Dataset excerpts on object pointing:

## start

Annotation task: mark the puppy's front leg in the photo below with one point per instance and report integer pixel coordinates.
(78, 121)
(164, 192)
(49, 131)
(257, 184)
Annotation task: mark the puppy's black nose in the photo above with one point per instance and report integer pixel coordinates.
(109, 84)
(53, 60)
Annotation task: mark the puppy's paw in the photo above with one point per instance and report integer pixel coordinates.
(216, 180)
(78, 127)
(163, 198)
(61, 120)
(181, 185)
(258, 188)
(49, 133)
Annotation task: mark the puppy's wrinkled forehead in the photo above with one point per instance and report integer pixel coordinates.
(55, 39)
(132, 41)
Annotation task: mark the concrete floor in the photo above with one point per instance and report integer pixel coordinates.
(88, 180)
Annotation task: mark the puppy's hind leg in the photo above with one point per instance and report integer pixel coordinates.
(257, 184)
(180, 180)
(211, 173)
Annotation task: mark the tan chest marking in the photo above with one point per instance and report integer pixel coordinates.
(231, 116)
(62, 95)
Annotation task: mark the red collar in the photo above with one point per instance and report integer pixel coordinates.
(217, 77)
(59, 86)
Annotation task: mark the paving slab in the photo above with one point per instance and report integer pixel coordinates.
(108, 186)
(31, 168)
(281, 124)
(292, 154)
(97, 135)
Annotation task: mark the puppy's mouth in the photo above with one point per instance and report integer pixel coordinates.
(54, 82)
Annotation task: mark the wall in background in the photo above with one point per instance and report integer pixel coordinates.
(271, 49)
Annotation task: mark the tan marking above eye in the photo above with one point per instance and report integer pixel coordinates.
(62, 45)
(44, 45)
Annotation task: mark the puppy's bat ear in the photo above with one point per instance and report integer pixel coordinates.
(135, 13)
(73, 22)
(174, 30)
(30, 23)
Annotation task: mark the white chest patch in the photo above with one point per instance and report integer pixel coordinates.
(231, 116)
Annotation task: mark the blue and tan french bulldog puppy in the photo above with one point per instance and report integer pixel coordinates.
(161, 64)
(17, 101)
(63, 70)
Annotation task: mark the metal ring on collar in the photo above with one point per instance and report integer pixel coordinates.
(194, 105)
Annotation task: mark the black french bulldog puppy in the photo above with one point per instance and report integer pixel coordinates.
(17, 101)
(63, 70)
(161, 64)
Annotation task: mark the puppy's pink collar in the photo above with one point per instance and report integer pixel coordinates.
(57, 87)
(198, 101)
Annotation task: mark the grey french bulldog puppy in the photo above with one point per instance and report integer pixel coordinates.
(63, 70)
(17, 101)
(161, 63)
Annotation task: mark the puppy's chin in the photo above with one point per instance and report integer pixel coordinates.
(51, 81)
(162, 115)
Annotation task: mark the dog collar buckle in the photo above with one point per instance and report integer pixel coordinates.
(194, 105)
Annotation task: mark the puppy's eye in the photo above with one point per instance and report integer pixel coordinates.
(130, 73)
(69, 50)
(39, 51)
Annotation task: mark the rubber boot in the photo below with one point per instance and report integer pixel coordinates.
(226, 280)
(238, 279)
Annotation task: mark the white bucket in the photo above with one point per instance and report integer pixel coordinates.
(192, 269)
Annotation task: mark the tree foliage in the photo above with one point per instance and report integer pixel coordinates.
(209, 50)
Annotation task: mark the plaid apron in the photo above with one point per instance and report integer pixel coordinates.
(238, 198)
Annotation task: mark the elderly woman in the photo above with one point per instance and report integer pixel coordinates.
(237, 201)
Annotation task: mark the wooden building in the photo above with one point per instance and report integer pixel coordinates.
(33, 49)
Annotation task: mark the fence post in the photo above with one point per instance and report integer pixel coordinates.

## end

The task: Set all of the records down again, exactly as they stand.

Finished task:
Annotation task: mark the puppy's front leg in the photo below with one point per instance and report integer pixel coordinates.
(78, 121)
(164, 192)
(49, 131)
(257, 184)
Annotation task: mark the puppy's black nose in the photo above with one point per instance and report integer pixel coordinates.
(109, 84)
(53, 60)
Annotation task: mark the puppy's paw in the photo above with one point per instance and report integer pixel coordinates.
(216, 180)
(78, 127)
(163, 198)
(61, 120)
(181, 185)
(258, 188)
(49, 133)
Annotation task: mark the puppy's wrinkled forehead in the photo above with one point per instance and report integer pixel coordinates.
(55, 39)
(132, 41)
Annotation task: mark the concrete floor in the photo above with one point per instance and report integer pixel coordinates.
(88, 180)
Annotation task: mark the puppy's hind leg in the photo above with one point per instance and report integer pixel coordinates.
(257, 184)
(180, 180)
(211, 173)
Annotation task: mark the tan chest marking in the photo above with one point per instance and report integer pixel coordinates.
(231, 116)
(62, 95)
Annotation task: mark the red collar in the photo above with one point per instance and report integer pixel coordinates.
(217, 77)
(59, 86)
Annotation task: mark the paving slab in the photo above with one point per instance and report integer pixel coordinates.
(108, 186)
(31, 168)
(281, 124)
(292, 154)
(97, 135)
Annotation task: mark the puppy's mouth in the photo above with one point per instance and report integer pixel coordinates.
(54, 82)
Annotation task: mark the wall in background in the photo above with one point per instance and report integer pixel coordinates.
(271, 49)
Annotation task: mark the tan marking above eye in the photo above with one point per instance and report integer pixel coordinates.
(62, 45)
(44, 45)
Annotation task: mark the puppy's bat ear in the photo above with one point per instance and report integer pixel coordinates.
(135, 13)
(73, 22)
(174, 30)
(30, 23)
Annotation task: mark the white chest patch in the photo above with one point per instance and report integer pixel coordinates.
(231, 116)
Annotation task: mark the blue and tan french bulldog puppy in the photo above with one point per instance and report integer pixel coordinates.
(161, 64)
(17, 101)
(63, 70)
Annotation task: mark the metal ring on collar in the photo above with one point per instance and report integer pixel coordinates.
(194, 105)
Annotation task: mark the black french bulldog puppy in the photo above with one point per instance and report integer pixel coordinates.
(17, 101)
(63, 70)
(161, 64)
Annotation task: mark the puppy's pink collar in the photo above with one point per instance and report integer pixel coordinates.
(57, 87)
(198, 101)
Annotation task: mark the grey french bulldog puppy in the photo above with one point per instance and report integer pixel coordinates.
(63, 70)
(17, 101)
(161, 63)
Annotation task: mark the puppy's chin in the photo above with one point per instance and report integer pixel coordinates.
(51, 81)
(162, 115)
Annotation task: mark the dog collar buckle in the photo above with one point per instance and report integer pixel coordinates.
(194, 105)
Annotation task: mark the puppy's eye in the photo above with one point per instance and report integer pixel coordinates.
(130, 73)
(69, 50)
(39, 51)
Annotation task: mark the rubber boot in the photo below with one point per instance and report integer pixel coordinates.
(226, 280)
(238, 279)
Annotation task: mark the white bucket in the photo above with one point per instance and report integer pixel coordinates.
(192, 269)
Annotation task: mark the tree foliage in the photo above with one point per instance and report integer pixel coordinates.
(209, 50)
Annotation task: mark the plaid apron in the photo above with one point per instance and report integer pixel coordinates.
(238, 198)
Annotation task: mark the elderly woman in the photo above with one point per instance and report integer pixel coordinates.
(237, 201)
Annotation task: mark the wooden building in the photo above with one point per instance and report integer pixel coordinates.
(33, 49)
Annotation task: mark the fence post in the photo above with one point per instance and report integer pixel coordinates.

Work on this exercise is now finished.